■ EXERCISE: Pull out each line in the material below that contains the string "harness", and list those lines in their original order.

+++

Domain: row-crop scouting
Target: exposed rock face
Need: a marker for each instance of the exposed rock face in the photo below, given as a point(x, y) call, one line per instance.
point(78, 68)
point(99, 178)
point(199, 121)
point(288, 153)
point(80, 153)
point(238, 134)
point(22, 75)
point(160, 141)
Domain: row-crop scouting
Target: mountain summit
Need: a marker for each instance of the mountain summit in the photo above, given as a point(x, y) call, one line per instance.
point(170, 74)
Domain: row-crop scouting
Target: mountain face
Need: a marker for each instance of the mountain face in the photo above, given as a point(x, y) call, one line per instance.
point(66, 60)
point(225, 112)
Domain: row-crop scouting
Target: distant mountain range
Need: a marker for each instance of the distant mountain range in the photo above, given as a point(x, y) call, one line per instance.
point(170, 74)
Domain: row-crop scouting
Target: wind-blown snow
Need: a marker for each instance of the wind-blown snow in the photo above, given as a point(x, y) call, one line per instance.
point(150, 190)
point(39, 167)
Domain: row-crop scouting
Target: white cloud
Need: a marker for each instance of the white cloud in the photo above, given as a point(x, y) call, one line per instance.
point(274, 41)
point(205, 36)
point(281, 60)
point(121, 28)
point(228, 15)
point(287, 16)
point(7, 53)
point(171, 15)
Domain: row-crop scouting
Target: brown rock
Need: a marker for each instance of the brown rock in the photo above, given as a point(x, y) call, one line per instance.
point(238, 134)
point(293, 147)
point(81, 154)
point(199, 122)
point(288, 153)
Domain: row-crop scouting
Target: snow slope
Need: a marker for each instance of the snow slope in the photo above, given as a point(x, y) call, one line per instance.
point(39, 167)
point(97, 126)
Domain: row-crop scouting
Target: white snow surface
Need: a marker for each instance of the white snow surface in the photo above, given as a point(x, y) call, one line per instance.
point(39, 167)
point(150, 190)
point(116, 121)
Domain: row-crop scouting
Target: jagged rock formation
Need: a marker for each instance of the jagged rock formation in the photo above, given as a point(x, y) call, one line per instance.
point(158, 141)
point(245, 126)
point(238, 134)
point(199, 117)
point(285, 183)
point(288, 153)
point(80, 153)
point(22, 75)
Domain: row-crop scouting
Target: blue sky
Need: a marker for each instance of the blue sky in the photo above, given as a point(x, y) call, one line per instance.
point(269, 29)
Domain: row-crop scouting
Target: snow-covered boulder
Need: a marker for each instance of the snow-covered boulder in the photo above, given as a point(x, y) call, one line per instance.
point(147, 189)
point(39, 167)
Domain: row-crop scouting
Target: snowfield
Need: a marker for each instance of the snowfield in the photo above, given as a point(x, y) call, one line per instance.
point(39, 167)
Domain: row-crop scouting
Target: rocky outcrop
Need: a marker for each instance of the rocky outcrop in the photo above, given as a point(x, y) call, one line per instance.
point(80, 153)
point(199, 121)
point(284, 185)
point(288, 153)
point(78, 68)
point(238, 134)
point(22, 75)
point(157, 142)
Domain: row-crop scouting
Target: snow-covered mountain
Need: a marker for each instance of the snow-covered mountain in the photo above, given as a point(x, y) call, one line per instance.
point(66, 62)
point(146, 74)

+++

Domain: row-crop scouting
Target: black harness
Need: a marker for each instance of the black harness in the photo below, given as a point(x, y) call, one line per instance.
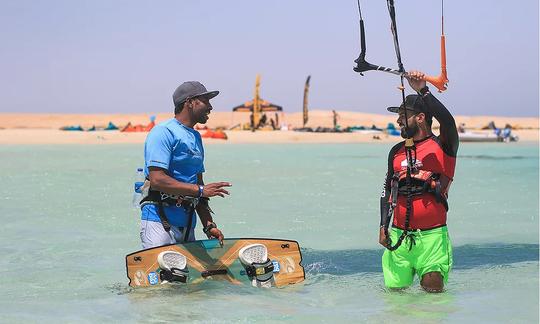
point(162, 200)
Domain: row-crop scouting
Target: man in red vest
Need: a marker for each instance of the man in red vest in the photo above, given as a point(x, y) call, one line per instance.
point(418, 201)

+++

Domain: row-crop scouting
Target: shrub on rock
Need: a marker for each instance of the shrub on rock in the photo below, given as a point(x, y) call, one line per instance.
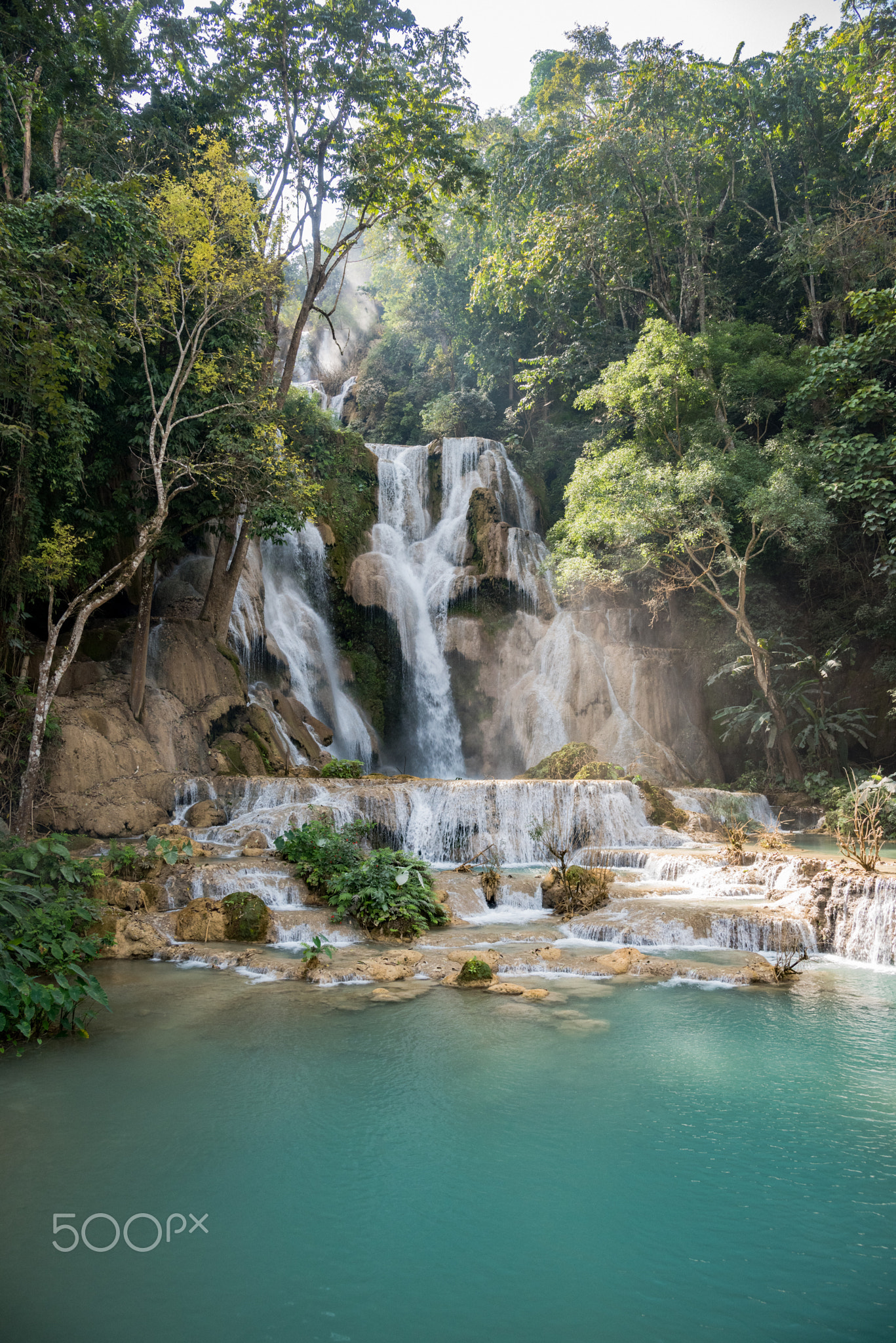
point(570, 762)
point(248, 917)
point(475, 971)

+++

■ ANSWER TO THIS EXERCISE:
Target: black harness
Need: a marker for each instance of the black harness in the photo below, given as a point(x, y) call, one line per instance.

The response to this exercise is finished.